---- Information provided

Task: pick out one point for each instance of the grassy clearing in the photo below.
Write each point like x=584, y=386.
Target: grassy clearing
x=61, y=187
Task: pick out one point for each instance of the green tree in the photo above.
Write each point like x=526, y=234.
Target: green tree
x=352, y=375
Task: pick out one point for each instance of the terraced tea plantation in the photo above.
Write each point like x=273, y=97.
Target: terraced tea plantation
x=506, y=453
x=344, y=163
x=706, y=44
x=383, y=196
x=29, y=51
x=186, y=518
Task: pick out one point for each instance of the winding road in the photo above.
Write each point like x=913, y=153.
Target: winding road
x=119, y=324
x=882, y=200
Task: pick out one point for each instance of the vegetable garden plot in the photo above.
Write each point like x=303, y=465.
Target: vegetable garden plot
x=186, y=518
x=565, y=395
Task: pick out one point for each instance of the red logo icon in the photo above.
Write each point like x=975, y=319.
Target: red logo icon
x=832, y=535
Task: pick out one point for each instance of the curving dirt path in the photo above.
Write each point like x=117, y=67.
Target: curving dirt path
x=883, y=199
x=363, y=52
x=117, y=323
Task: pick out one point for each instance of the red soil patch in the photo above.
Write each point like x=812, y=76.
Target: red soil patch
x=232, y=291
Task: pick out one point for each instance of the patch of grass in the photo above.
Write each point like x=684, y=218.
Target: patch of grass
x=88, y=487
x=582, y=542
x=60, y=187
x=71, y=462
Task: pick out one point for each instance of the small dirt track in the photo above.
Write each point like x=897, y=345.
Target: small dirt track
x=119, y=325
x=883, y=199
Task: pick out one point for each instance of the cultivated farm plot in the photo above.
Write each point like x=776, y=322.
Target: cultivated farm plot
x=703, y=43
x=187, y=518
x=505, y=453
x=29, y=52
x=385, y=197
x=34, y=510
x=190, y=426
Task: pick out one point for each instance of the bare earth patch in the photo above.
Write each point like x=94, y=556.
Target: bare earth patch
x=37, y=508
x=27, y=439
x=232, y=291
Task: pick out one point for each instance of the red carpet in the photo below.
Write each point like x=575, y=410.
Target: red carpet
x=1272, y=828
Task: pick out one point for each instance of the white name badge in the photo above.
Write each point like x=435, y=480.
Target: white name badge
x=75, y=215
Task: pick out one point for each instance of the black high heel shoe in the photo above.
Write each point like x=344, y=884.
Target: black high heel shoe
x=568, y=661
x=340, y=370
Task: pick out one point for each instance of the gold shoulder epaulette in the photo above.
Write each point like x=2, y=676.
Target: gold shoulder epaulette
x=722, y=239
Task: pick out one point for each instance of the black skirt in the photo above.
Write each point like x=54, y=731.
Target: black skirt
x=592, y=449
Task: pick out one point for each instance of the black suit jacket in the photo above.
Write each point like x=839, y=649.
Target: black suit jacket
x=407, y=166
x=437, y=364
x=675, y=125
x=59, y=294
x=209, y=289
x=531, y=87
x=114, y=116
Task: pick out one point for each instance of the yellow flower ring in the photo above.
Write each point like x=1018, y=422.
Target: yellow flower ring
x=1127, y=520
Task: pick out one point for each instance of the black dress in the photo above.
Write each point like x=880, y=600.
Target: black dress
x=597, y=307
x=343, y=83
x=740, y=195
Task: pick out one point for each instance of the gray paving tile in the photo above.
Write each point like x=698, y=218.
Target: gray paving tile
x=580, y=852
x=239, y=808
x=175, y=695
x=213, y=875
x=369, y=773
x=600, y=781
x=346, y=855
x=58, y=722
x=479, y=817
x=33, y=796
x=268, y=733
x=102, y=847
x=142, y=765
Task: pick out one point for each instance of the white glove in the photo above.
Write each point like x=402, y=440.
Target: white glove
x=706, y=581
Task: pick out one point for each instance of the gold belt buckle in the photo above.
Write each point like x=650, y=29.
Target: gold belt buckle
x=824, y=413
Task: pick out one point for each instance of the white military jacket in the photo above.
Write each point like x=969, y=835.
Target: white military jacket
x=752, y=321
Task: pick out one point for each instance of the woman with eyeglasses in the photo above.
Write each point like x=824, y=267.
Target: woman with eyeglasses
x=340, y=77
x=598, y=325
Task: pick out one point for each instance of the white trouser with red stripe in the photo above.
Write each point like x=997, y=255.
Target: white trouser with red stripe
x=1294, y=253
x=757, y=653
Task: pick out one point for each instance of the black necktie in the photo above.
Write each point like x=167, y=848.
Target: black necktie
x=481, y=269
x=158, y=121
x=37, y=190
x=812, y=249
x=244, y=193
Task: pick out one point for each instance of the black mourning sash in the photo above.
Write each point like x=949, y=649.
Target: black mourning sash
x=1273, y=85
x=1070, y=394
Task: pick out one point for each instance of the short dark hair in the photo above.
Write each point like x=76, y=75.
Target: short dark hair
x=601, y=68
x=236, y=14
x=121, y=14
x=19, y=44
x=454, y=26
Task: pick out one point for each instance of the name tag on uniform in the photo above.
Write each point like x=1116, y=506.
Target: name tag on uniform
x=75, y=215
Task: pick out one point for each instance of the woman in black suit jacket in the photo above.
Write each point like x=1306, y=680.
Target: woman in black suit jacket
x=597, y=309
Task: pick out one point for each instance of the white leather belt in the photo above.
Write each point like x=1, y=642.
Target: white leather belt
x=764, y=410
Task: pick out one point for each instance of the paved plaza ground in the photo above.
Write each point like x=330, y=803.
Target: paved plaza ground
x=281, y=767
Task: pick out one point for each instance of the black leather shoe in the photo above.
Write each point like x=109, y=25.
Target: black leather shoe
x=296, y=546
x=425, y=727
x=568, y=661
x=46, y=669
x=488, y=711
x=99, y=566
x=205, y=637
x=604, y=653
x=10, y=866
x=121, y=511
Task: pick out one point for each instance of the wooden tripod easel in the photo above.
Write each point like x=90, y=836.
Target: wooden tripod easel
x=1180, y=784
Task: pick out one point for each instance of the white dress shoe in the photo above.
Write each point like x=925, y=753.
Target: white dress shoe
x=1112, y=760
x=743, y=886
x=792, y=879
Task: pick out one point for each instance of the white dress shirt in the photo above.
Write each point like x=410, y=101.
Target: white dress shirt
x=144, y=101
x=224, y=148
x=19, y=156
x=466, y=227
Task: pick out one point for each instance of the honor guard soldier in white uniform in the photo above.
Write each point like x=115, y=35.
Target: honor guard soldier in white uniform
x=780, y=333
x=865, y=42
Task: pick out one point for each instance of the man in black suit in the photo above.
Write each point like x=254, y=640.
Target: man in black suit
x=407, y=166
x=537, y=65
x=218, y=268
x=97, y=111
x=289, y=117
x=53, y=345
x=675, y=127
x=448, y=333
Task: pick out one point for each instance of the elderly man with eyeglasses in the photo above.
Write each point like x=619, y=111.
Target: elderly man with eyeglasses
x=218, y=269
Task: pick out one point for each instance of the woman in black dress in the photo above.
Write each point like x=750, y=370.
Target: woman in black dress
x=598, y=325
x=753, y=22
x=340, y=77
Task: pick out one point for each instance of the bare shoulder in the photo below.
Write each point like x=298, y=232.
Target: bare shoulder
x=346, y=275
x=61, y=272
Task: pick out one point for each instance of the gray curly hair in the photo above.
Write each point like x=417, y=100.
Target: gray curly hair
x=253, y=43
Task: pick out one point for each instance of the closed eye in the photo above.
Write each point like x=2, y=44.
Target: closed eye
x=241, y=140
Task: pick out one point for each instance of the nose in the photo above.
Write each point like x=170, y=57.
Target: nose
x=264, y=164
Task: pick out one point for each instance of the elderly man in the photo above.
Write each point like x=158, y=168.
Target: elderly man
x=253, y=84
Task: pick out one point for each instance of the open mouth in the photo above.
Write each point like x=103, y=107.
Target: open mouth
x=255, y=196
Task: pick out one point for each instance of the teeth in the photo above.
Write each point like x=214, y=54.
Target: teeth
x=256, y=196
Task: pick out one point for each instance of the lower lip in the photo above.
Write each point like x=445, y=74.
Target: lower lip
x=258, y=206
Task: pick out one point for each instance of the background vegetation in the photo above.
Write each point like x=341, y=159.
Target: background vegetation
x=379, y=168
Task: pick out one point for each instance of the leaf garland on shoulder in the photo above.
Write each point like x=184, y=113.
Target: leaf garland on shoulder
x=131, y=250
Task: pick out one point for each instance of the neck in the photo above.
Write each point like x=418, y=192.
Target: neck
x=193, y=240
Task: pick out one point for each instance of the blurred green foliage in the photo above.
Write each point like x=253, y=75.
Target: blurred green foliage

--------

Your instructions: Only lines containing the word "foliage" should be copied from the material above.

Your response:
Task: pick out one point for each instance of the blurred green foliage in the photo above.
Target: blurred green foliage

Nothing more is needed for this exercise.